═════ PROVIDED ENTRIES ═════

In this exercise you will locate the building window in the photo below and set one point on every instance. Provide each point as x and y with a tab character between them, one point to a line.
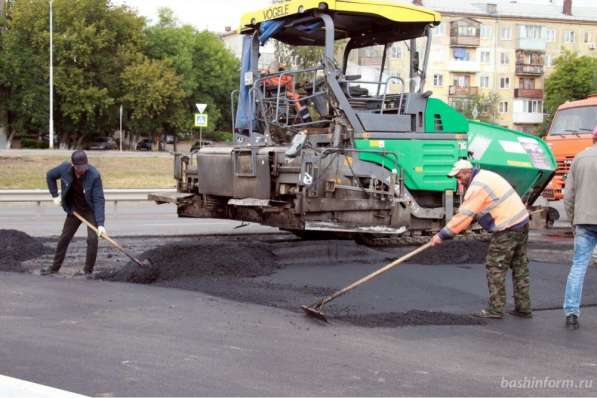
460	54
548	60
532	32
504	58
506	33
503	107
527	83
462	81
550	35
467	30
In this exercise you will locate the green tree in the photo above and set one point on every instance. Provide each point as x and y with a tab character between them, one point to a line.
208	71
574	77
486	106
154	97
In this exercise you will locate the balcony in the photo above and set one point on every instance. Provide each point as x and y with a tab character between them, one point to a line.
528	93
464	41
462	91
463	66
527	117
531	44
529	69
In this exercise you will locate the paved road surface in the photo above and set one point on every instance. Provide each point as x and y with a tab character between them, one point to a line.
102	338
125	219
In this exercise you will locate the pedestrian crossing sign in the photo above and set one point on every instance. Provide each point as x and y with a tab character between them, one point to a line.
200	119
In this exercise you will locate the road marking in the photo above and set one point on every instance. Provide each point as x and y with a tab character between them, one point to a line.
11	387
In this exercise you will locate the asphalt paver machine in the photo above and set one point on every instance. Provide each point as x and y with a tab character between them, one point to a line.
318	150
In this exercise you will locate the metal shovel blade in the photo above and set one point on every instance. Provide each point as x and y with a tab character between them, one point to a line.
314	312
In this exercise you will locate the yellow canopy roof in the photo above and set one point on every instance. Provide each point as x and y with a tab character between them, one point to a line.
367	22
397	12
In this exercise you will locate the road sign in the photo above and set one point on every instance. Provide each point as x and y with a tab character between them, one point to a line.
200	119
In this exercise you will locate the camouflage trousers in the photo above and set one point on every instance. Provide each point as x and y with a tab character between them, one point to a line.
508	249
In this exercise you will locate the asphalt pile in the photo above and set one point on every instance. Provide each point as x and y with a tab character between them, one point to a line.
453	252
17	246
410	318
191	263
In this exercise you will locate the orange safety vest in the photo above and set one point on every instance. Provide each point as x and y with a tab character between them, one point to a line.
492	202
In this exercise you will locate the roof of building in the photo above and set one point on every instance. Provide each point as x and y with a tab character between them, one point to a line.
591	100
527	9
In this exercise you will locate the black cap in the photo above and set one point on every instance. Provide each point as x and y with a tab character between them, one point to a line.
79	160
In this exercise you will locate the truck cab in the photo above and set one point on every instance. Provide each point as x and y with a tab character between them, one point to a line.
569	133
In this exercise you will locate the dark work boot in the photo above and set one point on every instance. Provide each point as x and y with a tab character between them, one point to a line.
572	322
48	271
521	314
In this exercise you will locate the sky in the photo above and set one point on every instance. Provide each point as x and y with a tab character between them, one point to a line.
215	15
203	14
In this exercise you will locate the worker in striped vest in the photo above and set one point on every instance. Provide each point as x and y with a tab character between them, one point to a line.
492	202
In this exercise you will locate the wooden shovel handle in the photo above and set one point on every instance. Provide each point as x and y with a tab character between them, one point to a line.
376	273
90	225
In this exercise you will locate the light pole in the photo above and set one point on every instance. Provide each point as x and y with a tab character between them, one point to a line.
120	128
51	82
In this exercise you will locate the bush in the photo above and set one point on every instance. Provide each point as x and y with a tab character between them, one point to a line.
31	143
218	136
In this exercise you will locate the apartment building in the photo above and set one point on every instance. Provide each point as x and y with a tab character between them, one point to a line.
503	47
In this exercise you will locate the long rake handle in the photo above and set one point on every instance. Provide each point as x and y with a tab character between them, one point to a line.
105	236
374	274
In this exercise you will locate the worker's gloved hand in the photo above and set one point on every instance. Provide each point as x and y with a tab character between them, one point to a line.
101	232
436	240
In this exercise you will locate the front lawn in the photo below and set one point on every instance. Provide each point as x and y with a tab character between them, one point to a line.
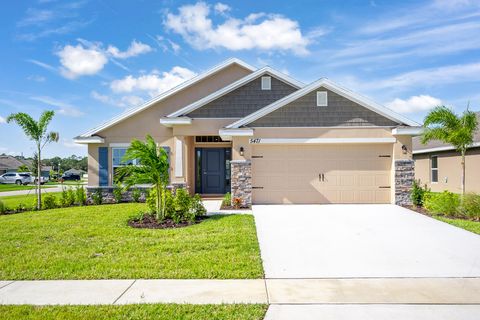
95	242
14	187
136	311
26	200
472	226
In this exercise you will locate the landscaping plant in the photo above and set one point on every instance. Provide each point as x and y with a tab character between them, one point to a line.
443	203
444	125
37	132
80	195
153	169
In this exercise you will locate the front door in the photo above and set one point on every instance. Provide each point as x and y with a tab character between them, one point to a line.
212	170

═════

_WRITTEN INSTRUCTION_.
Only the lines from the line with "In this exercise you will locate the light" to the end of the records should be repeated, exactly and without pictures.

_OUTPUT OF THE EXERCISE_.
In this exercise you will locate the light pole in the photo above and set one point on every instance. Provide each point as x and y with a tab character between them, one point to a line.
120	128
51	82
In this exercise you will locate the bush in the photo above and set one point on every instance. Provide each point as x and y with a tab character between them, one point to a line.
31	143
218	136
In this exercise you will locate the apartment building in the photo above and set one point on every instance. Provide each point as x and y with a tab character between them, one point to a line.
503	47
In this exercise you will locate the long rake handle in the photo above and set one point on every instance. Provide each point as x and y with a tab character between them, one point to a line.
105	236
374	274
In this exercise you will locate the worker's gloved hand in the photo above and set one point on every instance. Provide each point as x and y with a tab character between them, one point to a line.
101	232
436	240
In this exercise you will locate the front lawn in the photo below and set one point on every instance. Provide each point as x and y with a tab character between them, one point to a line.
95	242
14	187
136	311
26	200
472	226
In this exercise you will locate the landscaping plant in the photo above and set one point on every instance. Provide each point as x and y with a tab character between them, one point to a line.
443	203
444	125
37	132
80	195
153	169
In this exercise you will locate the front door in the photo above and set one point on every instance. Provide each point as x and y with a tab character between them, one point to a line.
212	170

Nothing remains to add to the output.